Instruction a - Print the passage on Richard Hawkins from "In the 2000s, after" up to and including "and Francis Picabia.".
START Page
The career and artistic development of Richard Hawkins (b. 1961) are difficult to categorize. This Los Angeles-based artist started out as a curator and writer, and did not work actively as an artist until the early 1990s. In his art he critically examines social, cultural and historical phenomena and then combines his findings with autobiographical elements. In this way he has created a disparate corpus of works which are nevertheless connected through internal references to topics such as gender, lust and homoerotica; everything from Roman sculptures, hermaphrodites, pop stars and Hollywood celebrities to male models and porn stars populate Hawkins’ decadent pictorial world.

Hawkin’s earliest works are collages (a medium he still works with). To create them, he leafed through magazines and tabloids, found glossy photos of young men and combined them to create powerful artworks charged with desire. Some of the motifs have post-it notes with inscriptions like 'Jealous' and 'Suffering pain'. In the late ‘90s Hawkins created the much-discussed Disembodied Zombies series – decapitated and bleeding heads of beautiful young men seen against polychrome backgrounds. These vibrantly coloured, shocking and yet alluring works might jog a memory of Salome and John the Baptist, but the effect seems more akin to symbolist precursors and horror genres.

In the 2000s, after creating a series of abstract pictures, Hawkins started working figuratively. For a time he explored his Indian roots. These caricatured motifs place him in a tradition with satirical American painters such as Reginald Marsh and Philip Evergood, but the visual vocabulary invokes painters like Philip Guston and Francis Picabia.
END Page
Instruction b - Write out the records below again, replacing "shoreline" with "coastline" and keeping everything else unchanged.
START Available records
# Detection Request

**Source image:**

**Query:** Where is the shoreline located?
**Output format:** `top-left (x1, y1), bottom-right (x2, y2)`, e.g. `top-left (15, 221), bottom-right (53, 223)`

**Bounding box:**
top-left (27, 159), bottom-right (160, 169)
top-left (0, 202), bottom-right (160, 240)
END Available records
Written reply a -
In the 2000s, after creating a series of abstract pictures, Hawkins started working figuratively. For a time he explored his Indian roots. These caricatured motifs place him in a tradition with satirical American painters such as Reginald Marsh and Philip Evergood, but the visual vocabulary invokes painters like Philip Guston and Francis Picabia.

Written reply b -
# Detection Request

**Source image:**

**Query:** Where is the coastline located?
**Output format:** `top-left (x1, y1), bottom-right (x2, y2)`, e.g. `top-left (15, 221), bottom-right (53, 223)`

**Bounding box:**
top-left (27, 159), bottom-right (160, 169)
top-left (0, 202), bottom-right (160, 240)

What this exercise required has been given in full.